■ **What the task asks**: Convert every line of the entries below into a JSON list of strings, with one string per line and no blank lines. Leave the pictures out of the answer.

>> BEGIN Recorded information

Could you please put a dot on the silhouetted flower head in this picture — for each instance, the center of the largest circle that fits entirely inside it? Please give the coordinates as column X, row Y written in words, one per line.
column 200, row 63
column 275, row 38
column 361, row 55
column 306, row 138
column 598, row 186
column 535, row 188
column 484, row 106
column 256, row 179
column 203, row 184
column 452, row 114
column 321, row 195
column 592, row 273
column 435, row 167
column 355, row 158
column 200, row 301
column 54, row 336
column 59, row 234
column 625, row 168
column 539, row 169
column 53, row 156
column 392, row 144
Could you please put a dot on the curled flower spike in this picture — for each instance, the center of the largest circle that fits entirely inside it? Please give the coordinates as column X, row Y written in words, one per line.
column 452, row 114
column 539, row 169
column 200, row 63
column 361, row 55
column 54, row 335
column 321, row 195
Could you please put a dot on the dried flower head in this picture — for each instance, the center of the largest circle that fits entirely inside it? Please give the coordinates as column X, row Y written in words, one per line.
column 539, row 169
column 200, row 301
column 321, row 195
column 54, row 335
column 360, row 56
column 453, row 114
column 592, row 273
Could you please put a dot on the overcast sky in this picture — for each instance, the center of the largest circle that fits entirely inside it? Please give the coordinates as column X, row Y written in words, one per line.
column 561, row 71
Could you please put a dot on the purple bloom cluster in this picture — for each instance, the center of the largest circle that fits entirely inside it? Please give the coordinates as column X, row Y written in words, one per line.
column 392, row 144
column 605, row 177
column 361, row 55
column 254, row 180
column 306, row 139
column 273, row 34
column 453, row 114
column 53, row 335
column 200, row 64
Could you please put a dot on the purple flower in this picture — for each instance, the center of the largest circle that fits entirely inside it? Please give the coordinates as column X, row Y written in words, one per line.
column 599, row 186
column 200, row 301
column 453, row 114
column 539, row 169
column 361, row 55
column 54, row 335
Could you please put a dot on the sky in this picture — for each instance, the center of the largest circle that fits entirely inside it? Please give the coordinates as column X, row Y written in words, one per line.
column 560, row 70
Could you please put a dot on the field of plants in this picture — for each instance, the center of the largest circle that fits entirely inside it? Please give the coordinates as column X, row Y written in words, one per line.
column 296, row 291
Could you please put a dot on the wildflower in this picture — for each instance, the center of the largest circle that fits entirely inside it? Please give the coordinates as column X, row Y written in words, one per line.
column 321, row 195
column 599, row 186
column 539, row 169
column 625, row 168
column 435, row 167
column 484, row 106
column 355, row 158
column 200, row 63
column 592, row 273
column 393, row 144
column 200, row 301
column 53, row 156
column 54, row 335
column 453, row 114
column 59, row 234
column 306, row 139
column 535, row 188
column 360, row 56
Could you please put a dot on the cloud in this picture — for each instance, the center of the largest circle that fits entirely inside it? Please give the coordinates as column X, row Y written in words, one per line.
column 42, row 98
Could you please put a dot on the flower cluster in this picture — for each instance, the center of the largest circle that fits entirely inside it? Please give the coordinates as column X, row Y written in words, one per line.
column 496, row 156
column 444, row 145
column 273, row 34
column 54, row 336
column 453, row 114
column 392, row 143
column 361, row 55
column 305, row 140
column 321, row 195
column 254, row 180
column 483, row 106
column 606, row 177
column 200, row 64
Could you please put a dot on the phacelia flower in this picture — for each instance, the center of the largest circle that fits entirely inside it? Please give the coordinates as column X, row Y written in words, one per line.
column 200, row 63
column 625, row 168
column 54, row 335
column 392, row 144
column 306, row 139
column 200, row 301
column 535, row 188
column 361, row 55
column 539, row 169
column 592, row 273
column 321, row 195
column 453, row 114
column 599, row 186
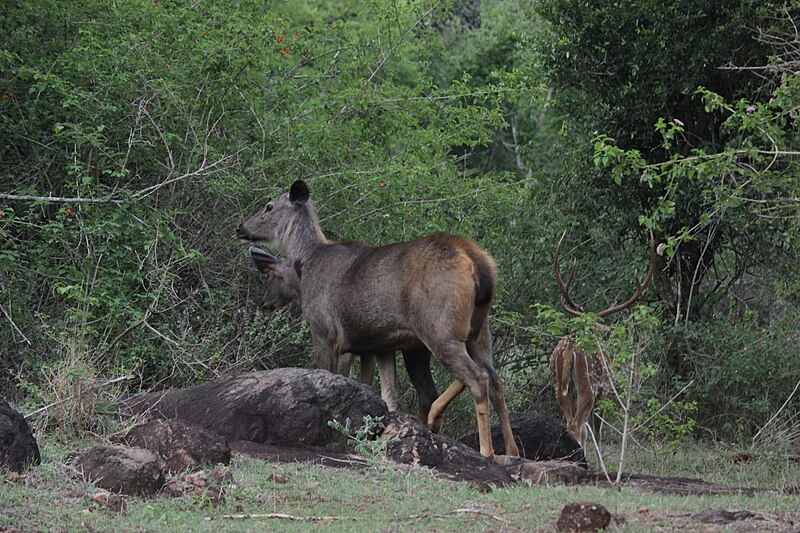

>> END Recorded information

■ **Output for this task**:
[
  "Could you please put a dot on the silhouetted flower head in this picture — for each instance, the center of the largest circle that fits entirely inside it? Please give the coordinates as column X, row Y written in words, one per line.",
  "column 200, row 63",
  "column 275, row 38",
  "column 361, row 55",
  "column 306, row 138",
  "column 598, row 186",
  "column 535, row 188",
  "column 484, row 106",
  "column 256, row 179",
  "column 203, row 184",
  "column 452, row 114",
  "column 321, row 195",
  "column 592, row 273",
  "column 435, row 167",
  "column 355, row 158",
  "column 200, row 301",
  "column 54, row 336",
  "column 59, row 234",
  "column 625, row 168",
  "column 539, row 169",
  "column 53, row 156",
  "column 392, row 144",
  "Could you please put a dot on the curled flower spike in this picture — for each instance, the center of the largest circle that fits entirely inside it? Please give the coordinates as column X, row Y written in words, one per line.",
  "column 452, row 114",
  "column 539, row 169",
  "column 200, row 63",
  "column 361, row 55",
  "column 54, row 335",
  "column 321, row 195",
  "Could you please put a dot on the dried flower head in this picture — for each instance, the center of the largest circle that fits entirely inside it? Please give the coordinates as column X, row Y written in words, one per line.",
  "column 539, row 169",
  "column 200, row 301",
  "column 321, row 195",
  "column 54, row 335",
  "column 360, row 56",
  "column 453, row 114",
  "column 592, row 273",
  "Could you please put a dot on the overcast sky in this picture — for each instance, the center of the largest circle that fits entirely inside it? Please give the coordinates as column X, row Y written in words, one per line.",
  "column 561, row 71",
  "Could you please put a dot on the purple bloom cluster in this picture — for each instance, the center of the largest circle that fits entirely inside it? Please give the coordinates as column X, row Y written in words, one per line.",
  "column 392, row 144",
  "column 605, row 177",
  "column 361, row 55",
  "column 254, row 180",
  "column 306, row 139",
  "column 273, row 34",
  "column 453, row 114",
  "column 53, row 335",
  "column 200, row 64",
  "Could you please put a dot on the purple flower in this picture — for each instance, the center of the largest circle that fits entirely inside it? Please give the coordinates as column X, row Y written in words, one per line.",
  "column 599, row 186",
  "column 200, row 301",
  "column 453, row 114",
  "column 539, row 169",
  "column 361, row 55",
  "column 54, row 335",
  "Could you please put a dot on the sky in this picture — for each instance, the center of the largest circle that fits entirely inside it? Please give the coordinates as column X, row Y written in words, one per line.",
  "column 560, row 70",
  "Could you please put a dot on the field of plants in this picture — for each instance, the center of the largest circle that fits entirely inside it? Please give the coordinates as column X, row Y written in words, one per line.",
  "column 296, row 291",
  "Could you please put a dot on the wildflower in this picture — for each instance, the center of the largest circle that fits entirely inside it? Please give the coordinates as column X, row Y written in words, one per line.",
  "column 321, row 195",
  "column 599, row 186",
  "column 539, row 169",
  "column 625, row 168",
  "column 435, row 167",
  "column 484, row 106",
  "column 355, row 158",
  "column 200, row 63",
  "column 592, row 273",
  "column 393, row 144",
  "column 200, row 301",
  "column 53, row 156",
  "column 54, row 335",
  "column 453, row 114",
  "column 59, row 234",
  "column 306, row 139",
  "column 535, row 188",
  "column 360, row 56",
  "Could you please put a dot on the cloud in this picture — for each instance, the center of the largest circle that fits entirely inside it? Please give the coordinates as column X, row Y written in words, one per line.",
  "column 42, row 98",
  "Could you please put a dot on the flower cluster in this picture — for each instance, the center of the largest circle that fits entirely inside it? Please give the coordinates as column X, row Y written in words, one per line.",
  "column 496, row 156",
  "column 444, row 145",
  "column 273, row 34",
  "column 54, row 336",
  "column 453, row 114",
  "column 392, row 143",
  "column 361, row 55",
  "column 305, row 140",
  "column 321, row 195",
  "column 254, row 180",
  "column 483, row 106",
  "column 606, row 177",
  "column 200, row 64",
  "Could you please put a dot on the phacelia flower in this picture — for each instance, the center of the largest circle that fits entirely inside it? Please give the coordinates as column X, row Y written in words, one per line.",
  "column 200, row 63",
  "column 625, row 168",
  "column 54, row 335",
  "column 392, row 144",
  "column 306, row 139",
  "column 200, row 301",
  "column 535, row 188",
  "column 361, row 55",
  "column 539, row 169",
  "column 592, row 273",
  "column 321, row 195",
  "column 453, row 114",
  "column 599, row 186"
]